What you are asked to do
Change every "wooden plank" in the items below to "wooden board", and write the lines out again with nothing else altered.

Information shown

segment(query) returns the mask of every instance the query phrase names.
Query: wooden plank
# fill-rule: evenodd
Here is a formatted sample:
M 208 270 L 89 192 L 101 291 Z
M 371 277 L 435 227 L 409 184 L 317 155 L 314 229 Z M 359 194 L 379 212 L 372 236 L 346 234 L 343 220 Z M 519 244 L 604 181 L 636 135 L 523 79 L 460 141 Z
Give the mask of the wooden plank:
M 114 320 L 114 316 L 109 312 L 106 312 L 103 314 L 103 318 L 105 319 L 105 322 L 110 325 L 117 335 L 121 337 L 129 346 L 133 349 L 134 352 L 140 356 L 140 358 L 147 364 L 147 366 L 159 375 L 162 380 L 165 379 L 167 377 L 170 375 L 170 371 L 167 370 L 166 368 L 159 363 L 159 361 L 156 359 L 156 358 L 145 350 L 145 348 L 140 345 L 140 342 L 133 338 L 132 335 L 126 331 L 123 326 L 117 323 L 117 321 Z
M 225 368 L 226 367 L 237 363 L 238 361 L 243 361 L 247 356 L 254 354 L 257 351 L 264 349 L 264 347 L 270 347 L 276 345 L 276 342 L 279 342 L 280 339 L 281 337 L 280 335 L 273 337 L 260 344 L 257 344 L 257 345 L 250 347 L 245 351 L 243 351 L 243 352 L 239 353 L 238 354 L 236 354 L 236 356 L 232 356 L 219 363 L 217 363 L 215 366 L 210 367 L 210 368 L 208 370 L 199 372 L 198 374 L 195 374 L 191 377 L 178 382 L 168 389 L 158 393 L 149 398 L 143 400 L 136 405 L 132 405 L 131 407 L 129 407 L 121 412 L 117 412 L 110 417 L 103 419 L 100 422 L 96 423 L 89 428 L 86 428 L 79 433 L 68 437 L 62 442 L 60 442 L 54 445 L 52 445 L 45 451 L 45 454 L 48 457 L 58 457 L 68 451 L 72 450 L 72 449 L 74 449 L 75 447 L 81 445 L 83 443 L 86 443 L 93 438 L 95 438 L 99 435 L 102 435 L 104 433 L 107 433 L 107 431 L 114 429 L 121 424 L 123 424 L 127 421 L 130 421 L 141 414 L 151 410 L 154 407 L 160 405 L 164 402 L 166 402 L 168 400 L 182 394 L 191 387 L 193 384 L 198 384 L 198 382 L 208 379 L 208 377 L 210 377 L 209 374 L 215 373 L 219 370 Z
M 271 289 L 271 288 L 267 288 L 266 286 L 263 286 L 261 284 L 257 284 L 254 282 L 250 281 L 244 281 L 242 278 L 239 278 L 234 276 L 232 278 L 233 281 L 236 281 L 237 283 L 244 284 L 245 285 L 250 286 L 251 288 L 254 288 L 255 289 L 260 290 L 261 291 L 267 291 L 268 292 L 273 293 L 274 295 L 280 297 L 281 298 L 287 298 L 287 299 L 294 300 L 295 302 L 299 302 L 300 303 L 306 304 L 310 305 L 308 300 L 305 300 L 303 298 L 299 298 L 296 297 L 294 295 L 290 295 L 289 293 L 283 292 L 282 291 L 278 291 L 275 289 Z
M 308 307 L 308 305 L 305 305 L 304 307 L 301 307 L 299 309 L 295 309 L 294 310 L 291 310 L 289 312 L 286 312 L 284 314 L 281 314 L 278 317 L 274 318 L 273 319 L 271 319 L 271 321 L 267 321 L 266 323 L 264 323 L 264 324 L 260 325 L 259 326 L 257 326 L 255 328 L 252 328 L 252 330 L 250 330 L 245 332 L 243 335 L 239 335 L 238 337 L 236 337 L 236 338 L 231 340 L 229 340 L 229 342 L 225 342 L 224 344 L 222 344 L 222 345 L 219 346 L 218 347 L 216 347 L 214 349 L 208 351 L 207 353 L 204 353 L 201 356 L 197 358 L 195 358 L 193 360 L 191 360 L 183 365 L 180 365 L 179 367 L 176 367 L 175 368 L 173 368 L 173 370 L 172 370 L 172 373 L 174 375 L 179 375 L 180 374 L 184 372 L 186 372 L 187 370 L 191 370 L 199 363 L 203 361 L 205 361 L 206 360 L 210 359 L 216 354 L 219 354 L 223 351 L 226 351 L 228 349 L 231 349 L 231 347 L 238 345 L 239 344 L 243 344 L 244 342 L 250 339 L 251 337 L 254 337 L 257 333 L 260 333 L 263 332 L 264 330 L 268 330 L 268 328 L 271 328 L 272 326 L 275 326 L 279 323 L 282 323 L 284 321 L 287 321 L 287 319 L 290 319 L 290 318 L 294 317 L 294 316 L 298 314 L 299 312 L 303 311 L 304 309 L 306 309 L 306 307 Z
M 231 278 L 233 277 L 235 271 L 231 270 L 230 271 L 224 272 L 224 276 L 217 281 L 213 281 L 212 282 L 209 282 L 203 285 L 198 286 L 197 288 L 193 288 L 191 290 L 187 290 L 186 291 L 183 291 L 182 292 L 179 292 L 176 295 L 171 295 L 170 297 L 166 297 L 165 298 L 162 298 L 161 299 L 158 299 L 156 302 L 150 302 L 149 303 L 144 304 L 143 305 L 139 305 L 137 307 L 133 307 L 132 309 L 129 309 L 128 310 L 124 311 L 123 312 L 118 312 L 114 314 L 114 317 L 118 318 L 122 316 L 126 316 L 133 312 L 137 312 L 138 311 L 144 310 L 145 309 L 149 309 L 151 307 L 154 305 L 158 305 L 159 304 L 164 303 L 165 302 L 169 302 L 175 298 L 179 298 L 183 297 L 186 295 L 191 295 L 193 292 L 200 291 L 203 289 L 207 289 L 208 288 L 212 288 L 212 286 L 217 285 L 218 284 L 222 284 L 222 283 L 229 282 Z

Exercise result
segment(query) returns the mask of every instance the query phrase names.
Query: wooden board
# fill-rule: evenodd
Here is a formatted sample:
M 208 270 L 89 192 L 101 291 Z
M 371 277 L 435 227 L 409 184 L 317 155 L 314 229 Z M 359 194 L 379 212 L 372 236 L 346 234 L 343 220 Z M 519 244 L 604 181 L 636 135 L 523 79 L 460 141 Z
Give the mask of the wooden board:
M 114 320 L 114 316 L 109 312 L 106 312 L 103 314 L 103 318 L 105 319 L 105 322 L 110 325 L 117 335 L 121 337 L 129 346 L 133 349 L 134 352 L 140 356 L 140 358 L 147 364 L 147 366 L 159 375 L 162 380 L 165 379 L 167 377 L 170 375 L 170 371 L 167 370 L 166 368 L 159 363 L 159 361 L 156 359 L 156 358 L 145 350 L 145 348 L 140 345 L 140 342 L 133 338 L 132 335 L 126 331 L 123 326 L 117 323 L 117 321 Z
M 225 368 L 226 367 L 237 363 L 238 361 L 243 361 L 247 356 L 254 354 L 257 351 L 264 349 L 264 347 L 270 347 L 276 345 L 276 342 L 279 342 L 280 339 L 281 337 L 280 335 L 273 337 L 260 344 L 257 344 L 257 345 L 250 347 L 245 351 L 243 351 L 243 352 L 239 353 L 238 354 L 236 354 L 236 356 L 232 356 L 219 363 L 217 363 L 215 366 L 210 367 L 210 368 L 208 370 L 199 372 L 198 374 L 195 374 L 191 377 L 178 382 L 168 389 L 158 393 L 149 398 L 143 400 L 136 405 L 132 405 L 131 407 L 129 407 L 121 412 L 117 412 L 110 417 L 103 419 L 100 422 L 96 423 L 89 428 L 86 428 L 79 433 L 68 437 L 62 442 L 60 442 L 54 445 L 52 445 L 45 451 L 45 454 L 48 457 L 58 457 L 68 451 L 72 450 L 72 449 L 74 449 L 75 447 L 81 445 L 83 443 L 86 443 L 93 438 L 95 438 L 99 435 L 102 435 L 104 433 L 107 433 L 107 431 L 114 429 L 121 424 L 123 424 L 127 421 L 130 421 L 141 414 L 151 410 L 154 407 L 160 405 L 164 402 L 166 402 L 168 400 L 182 394 L 191 387 L 193 384 L 198 384 L 198 382 L 208 379 L 208 377 L 210 377 L 209 374 L 215 373 L 219 370 Z
M 271 289 L 271 288 L 267 288 L 266 286 L 263 286 L 261 284 L 257 284 L 254 282 L 250 281 L 244 281 L 242 278 L 239 278 L 234 276 L 232 278 L 233 281 L 236 281 L 237 283 L 244 284 L 245 285 L 250 286 L 251 288 L 254 288 L 255 289 L 260 290 L 261 291 L 267 291 L 268 292 L 273 293 L 274 295 L 280 297 L 281 298 L 287 298 L 287 299 L 294 300 L 295 302 L 299 302 L 300 303 L 306 304 L 310 305 L 308 300 L 305 300 L 303 298 L 299 298 L 296 297 L 294 295 L 290 295 L 289 293 L 283 292 L 282 291 L 278 291 L 275 289 Z
M 308 307 L 308 305 L 305 305 L 304 307 L 301 307 L 299 309 L 295 309 L 294 310 L 291 310 L 289 312 L 286 312 L 284 314 L 281 314 L 278 317 L 274 318 L 273 319 L 271 319 L 271 321 L 267 321 L 266 323 L 264 323 L 264 324 L 260 325 L 259 326 L 257 326 L 255 328 L 252 328 L 252 330 L 250 330 L 245 332 L 243 335 L 239 335 L 238 337 L 236 337 L 236 338 L 231 340 L 229 340 L 229 342 L 225 342 L 224 344 L 222 344 L 222 345 L 219 346 L 218 347 L 216 347 L 214 349 L 208 351 L 207 353 L 204 353 L 201 356 L 197 358 L 195 358 L 193 360 L 191 360 L 183 365 L 180 365 L 179 367 L 176 367 L 175 368 L 173 368 L 173 370 L 172 370 L 172 373 L 174 375 L 179 375 L 180 374 L 184 372 L 186 372 L 187 370 L 191 370 L 199 363 L 203 361 L 205 361 L 206 360 L 210 359 L 216 354 L 219 354 L 223 351 L 226 351 L 228 349 L 231 349 L 231 347 L 238 345 L 239 344 L 243 344 L 244 342 L 250 339 L 251 337 L 254 337 L 257 333 L 260 333 L 263 332 L 264 330 L 268 330 L 268 328 L 271 328 L 272 326 L 275 326 L 279 323 L 282 323 L 284 321 L 287 321 L 287 319 L 290 319 L 290 318 L 294 317 L 294 316 L 298 314 L 299 312 L 303 311 L 304 309 L 306 309 L 306 307 Z
M 231 278 L 233 277 L 235 271 L 231 270 L 230 271 L 224 272 L 224 276 L 217 281 L 213 281 L 212 282 L 209 282 L 203 285 L 198 286 L 197 288 L 193 288 L 191 290 L 187 290 L 186 291 L 183 291 L 182 292 L 179 292 L 176 295 L 171 295 L 170 297 L 166 297 L 165 298 L 162 298 L 161 299 L 158 299 L 156 302 L 150 302 L 149 303 L 144 304 L 143 305 L 139 305 L 137 307 L 133 307 L 132 309 L 129 309 L 128 310 L 124 311 L 123 312 L 118 312 L 114 314 L 114 317 L 118 318 L 122 316 L 126 316 L 133 312 L 137 312 L 138 311 L 144 310 L 145 309 L 149 309 L 151 307 L 154 305 L 158 305 L 159 304 L 164 303 L 165 302 L 169 302 L 175 298 L 179 298 L 183 297 L 186 295 L 191 295 L 193 292 L 200 291 L 203 289 L 207 289 L 208 288 L 212 288 L 212 286 L 217 285 L 218 284 L 222 284 L 222 283 L 229 282 Z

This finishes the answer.